Text under study:
>>

Missed the first part? Read part 1 here.
4. Training is always part of the care package.
Japanese companies are big fans of training. They are willing to spend time and resources to prepare new employees, ensuring their readiness to take on the tasks to come. The company I was in before didn’t have a training regime per se, but I was told that as long as you do things the same way, you will do well. It’s as they say, what isn’t broken doesn’t require fixing.
Of course, there is a downside to this. Sometimes, too much isn’t always the best. In our industry, where we constantly help our clients battle staff retention problems, the training process itself consumes a lot of time, for both the trainer and the trainee. The thinking is: More training = long-term, loyal employees. But realistically speaking, there never really is a guarantee that employees will remain in the same company for years (especially if other companies offer better packages).
5. Patience and Team Building
9 out of 10 people would assume that Japanese people are patient in general and this shows especially in the workplace. Most large corporations have staff that are specifically in charge of onboarding and that is when their patience is truly put to the test.
A friend of mine who recently joined a large banking corporation here in Tokyo recalls the following:
All new starters undergo training for about two months and after, they are sent to branches where they have to stand at the entrance and do general reception work for at least three months. Banks in Tokyo are generally very busy during the day due short hours and there’s always be that one customer that comes in demanding instant service despite the long queue.
But it is also because of these trials that most Japanese people and foreigners in Japanese companies become masters at controlling their temper and emotions during business hours. After all, the core of Japanese hospitality is to remain smiling no matter what happens.

<<

Tasks to complete:
(a) Answer each question from the article on Japanese workplaces.
(i) According to its section on training, what is the thinking behind giving employees a lot of training?
(ii) How long do new starters at the banking corporation in Tokyo train before being sent to branches?
(iii) What work do they then do at the branches, and for how long?
(b) Extend the article on Japanese workplaces, starting after its last sentence and keeping its voice.
The material that comes after the article on Japanese workplaces is unrelated to it.

The data:
>>

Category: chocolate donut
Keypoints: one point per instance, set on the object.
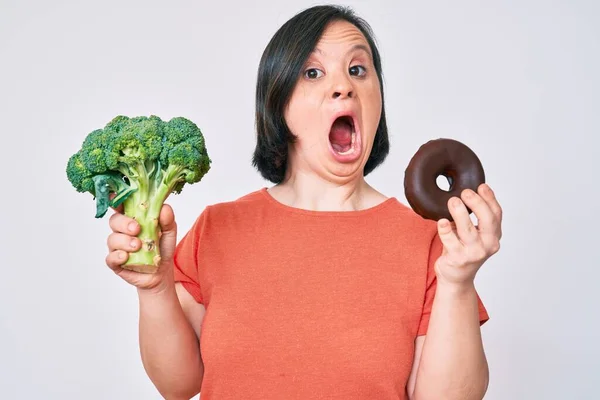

<<

Expected results:
(a)
(i) More training leads to long-term, loyal employees.
(ii) About two months.
(iii) They stand at the entrance and do general reception work for at least three months.

(b)
6. Humility and Pride
Back in my country, it is widely understood that office cleaning is to be left to the janitors; that is… why they are paid for, isn’t it? But it’s because of mentality like this that people tend to look down on janitors, especially if they are foreign workers from other neighboring countries. However, Japanese companies (or maybe the culture itself) make a point of take care of their own workplace to make it easier and much more comfortable to work in. In most Japanese companies, their employees are expected to clean their office as a group at least once a week. (I found it surprising and genuinely thought it was cool that even children as young as 6-7 years old were told to bring rags with them to school so that they can clean the classroom on Mondays!)
Obviously, there still are janitors here in Japan but keeping a clean office is a source of pride, a community strengthening activity. It also momentarily offsets the feeling that one’s job is more important than the job of another. It’s an admirable practice that other cultures should consider adopting.
There are many more pros and cons to working in a Japanese company, some less desirable but all quite interesting to learn from. From a cultural perspective, Japan is a world quite different from the western world. Joining a purely domestic company requires a lot flexibility and preparation for foreigners (myself included). That being said, I’ve learnt many things from my time in a Japanese company–from learning to “read the atmosphere” to just generally being thoughtful by bringing tea or drinks for a guest visiting the office.
If you are someone from outside of Japan looking for a job here in Japan, by all means, try it out! It’s a unique experience that’ll give you a new perspective not only on the world of work, but the world at large.